• Requirement
Find every line below that contains the word "parked" and copy each of those lines out in full.
--- start Source data ---
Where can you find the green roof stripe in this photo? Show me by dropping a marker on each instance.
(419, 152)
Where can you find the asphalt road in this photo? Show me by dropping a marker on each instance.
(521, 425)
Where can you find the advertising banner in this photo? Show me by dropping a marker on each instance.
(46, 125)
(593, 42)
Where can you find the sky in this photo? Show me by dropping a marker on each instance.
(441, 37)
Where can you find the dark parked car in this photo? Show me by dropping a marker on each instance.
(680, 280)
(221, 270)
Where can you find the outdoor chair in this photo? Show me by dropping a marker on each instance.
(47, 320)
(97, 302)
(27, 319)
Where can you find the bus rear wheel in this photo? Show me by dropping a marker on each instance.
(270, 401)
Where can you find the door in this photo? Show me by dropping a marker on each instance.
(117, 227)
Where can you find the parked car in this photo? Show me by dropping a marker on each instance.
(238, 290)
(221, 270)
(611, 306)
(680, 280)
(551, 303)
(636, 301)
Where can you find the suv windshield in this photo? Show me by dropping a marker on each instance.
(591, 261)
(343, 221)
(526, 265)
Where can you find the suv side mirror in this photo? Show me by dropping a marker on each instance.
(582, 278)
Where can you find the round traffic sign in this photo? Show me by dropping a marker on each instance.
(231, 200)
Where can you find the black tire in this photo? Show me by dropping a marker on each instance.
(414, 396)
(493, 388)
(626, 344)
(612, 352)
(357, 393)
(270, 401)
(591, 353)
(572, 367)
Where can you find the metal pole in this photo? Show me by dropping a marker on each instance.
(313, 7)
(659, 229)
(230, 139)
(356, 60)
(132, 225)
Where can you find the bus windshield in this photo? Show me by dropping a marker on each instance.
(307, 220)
--- end Source data ---
--- start Source data ---
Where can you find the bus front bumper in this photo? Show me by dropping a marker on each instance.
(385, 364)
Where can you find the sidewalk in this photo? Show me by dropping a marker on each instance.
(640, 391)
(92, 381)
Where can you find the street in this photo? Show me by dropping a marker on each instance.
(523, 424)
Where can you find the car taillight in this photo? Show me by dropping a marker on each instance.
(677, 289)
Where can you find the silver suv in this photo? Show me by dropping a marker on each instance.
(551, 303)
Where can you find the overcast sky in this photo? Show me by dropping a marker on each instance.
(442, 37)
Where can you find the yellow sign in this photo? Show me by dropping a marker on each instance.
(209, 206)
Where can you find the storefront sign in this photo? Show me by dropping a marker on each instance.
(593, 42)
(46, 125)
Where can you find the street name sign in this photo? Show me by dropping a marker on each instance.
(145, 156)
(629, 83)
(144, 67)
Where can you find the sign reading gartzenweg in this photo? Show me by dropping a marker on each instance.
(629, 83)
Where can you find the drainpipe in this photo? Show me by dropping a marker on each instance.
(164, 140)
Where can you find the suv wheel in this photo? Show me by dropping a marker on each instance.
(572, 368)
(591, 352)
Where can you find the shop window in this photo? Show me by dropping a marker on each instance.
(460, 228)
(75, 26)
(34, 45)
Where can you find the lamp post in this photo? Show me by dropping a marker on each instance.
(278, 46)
--- end Source data ---
• Expected answer
Where can you find the dark parked car in this photo? Show me by dropping a marker on each instance.
Where can you find the parked car in this photo? Show me by dropping a marker on each instance.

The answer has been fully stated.